• [Selection]:
┌────────

Columbia HPC - sparklabnyc/resources GitHub Wiki

Using Columbia's HPC

Ginsburg HPC Cluster User Guide

Registering for Ginsburg account

Please note that you are not automatically part of the Ginsburg HPC. If you want to access Ginsburg, please let Robbie know, and he will be able to cc you and write to the HPC administrator to be allowed access to Ginsburg.

Logging In

You will need to use SSH (Secure Shell) to access the cluster. Windows users can use PuTTY or Cygwin. MacOS users can use the built-in Terminal application or Cyberduck.

Users log in to the cluster's submit node, located at ginsburg.rcs.columbia.edu or use the shorter form burg.rcs.columbia.edu. If logging in from a command line, type:

$ ssh <UNI>@ginsburg.rcs.columbia.edu

OR

$ ssh <UNI>@burg.rcs.columbia.edu

Once prompted, you need to provide your usual Columbia password.

To login with Putty, type in [email protected], then provide your password

Submit Account

You must specify your account whenever you submit a job to the cluster.

ehsmsph Environmental Health Sciences Mailman School of Public Health

*It is important to switch from the login node (original node you log into) and the ehs node, where you will run jobs This code will switch to the ehs node, and open a 2 hour session srun --pty -t 0-2:00 -A ehsmsph /bin/bash

*If you will use R, make sure you install R in the cluster environment if not already installed To see available versions: module avail R To install R: module load R/4.4.2 To confirm: R --version

##Linking your github to the cluster environment There are likely multiple ways to do this, this is what Wil did

  1. Generate SSH key on cluster ssh-keygen -t rsa -b 4096 -C "[email protected]"

When prompted: "Enter file in which to save the key" — just press Enter to accept the default: ~/.ssh/id_rsa You can optionally enter a passphrase (recommended for security) or leave it blank. You should now have: ~/.ssh/id_rsa → your private key (never share) ~/.ssh/id_rsa.pub → your public key (safe to share)

  1. Add your public key to Github Copy public key: cat ~/.ssh/id_rsa.pub

Then: Go to: https://github.com/settings/keys Click "New SSH key" Title: something meaningful like Cluster SSH Key Key: paste the full output from the cat command Click "Add SSH key"

└────────

• [Supplied material]:
┌────────

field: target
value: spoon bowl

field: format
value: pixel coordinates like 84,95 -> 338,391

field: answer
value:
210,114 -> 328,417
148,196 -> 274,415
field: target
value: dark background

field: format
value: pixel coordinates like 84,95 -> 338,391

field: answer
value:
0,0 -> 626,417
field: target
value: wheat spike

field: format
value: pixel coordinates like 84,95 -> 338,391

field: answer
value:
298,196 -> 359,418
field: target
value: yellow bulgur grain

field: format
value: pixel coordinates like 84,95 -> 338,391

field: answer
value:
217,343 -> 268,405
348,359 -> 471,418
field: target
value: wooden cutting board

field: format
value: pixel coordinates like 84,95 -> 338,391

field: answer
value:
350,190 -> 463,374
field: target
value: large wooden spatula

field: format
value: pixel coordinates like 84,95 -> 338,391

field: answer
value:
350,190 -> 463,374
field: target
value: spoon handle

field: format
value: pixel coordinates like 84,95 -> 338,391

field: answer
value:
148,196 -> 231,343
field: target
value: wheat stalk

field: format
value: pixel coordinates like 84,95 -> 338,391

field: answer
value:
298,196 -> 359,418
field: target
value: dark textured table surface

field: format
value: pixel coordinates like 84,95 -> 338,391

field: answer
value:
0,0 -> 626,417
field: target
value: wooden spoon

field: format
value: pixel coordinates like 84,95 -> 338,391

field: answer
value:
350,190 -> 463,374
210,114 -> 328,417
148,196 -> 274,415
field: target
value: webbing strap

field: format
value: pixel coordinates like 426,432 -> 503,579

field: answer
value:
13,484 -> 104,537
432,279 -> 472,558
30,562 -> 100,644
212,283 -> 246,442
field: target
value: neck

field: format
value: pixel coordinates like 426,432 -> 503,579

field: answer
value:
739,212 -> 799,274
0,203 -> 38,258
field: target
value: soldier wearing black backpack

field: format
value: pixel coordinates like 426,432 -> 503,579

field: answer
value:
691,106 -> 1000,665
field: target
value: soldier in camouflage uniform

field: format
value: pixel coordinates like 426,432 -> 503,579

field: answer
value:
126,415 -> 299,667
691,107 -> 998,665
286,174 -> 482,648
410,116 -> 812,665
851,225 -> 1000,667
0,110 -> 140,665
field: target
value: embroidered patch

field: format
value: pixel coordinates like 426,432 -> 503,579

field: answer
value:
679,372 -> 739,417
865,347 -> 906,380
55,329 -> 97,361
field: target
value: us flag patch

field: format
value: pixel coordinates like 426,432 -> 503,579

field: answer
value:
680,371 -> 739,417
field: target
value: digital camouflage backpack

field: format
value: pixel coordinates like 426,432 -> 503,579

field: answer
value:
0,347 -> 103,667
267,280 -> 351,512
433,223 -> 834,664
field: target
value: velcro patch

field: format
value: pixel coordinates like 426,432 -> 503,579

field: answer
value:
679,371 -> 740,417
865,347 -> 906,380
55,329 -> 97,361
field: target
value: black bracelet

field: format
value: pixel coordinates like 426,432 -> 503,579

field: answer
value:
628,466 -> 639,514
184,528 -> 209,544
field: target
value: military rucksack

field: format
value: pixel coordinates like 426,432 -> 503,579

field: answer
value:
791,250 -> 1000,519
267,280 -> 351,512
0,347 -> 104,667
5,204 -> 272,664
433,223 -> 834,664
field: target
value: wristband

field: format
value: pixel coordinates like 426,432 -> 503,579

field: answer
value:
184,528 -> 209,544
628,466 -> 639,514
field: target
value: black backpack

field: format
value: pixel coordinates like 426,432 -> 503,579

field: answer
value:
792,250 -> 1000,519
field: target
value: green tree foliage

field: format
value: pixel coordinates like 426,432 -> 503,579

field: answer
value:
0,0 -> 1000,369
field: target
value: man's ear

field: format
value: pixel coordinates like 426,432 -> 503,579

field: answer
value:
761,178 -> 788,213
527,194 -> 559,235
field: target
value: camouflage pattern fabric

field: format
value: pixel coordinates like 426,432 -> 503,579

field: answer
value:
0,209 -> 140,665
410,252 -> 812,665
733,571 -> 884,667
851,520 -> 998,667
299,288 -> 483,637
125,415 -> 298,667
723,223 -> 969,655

└────────

• [Request 1]:
Please print the passage of the Columbia HPC guide that begins at the words "Registering for Ginsburg" and stops after the words "application or Cyberduck.".
• [Request 2]:
Name every application that the Columbia HPC guide suggests Windows or macOS users can use to connect to the cluster.

• [Task response 1]:
Registering for Ginsburg account

Please note that you are not automatically part of the Ginsburg HPC. If you want to access Ginsburg, please let Robbie know, and he will be able to cc you and write to the HPC administrator to be allowed access to Ginsburg.

Logging In

You will need to use SSH (Secure Shell) to access the cluster. Windows users can use PuTTY or Cygwin. MacOS users can use the built-in Terminal application or Cyberduck.

• [Task response 2]:
- PuTTY (Windows)
- Cygwin (Windows)
- Terminal, the built-in application (macOS)
- Cyberduck (macOS)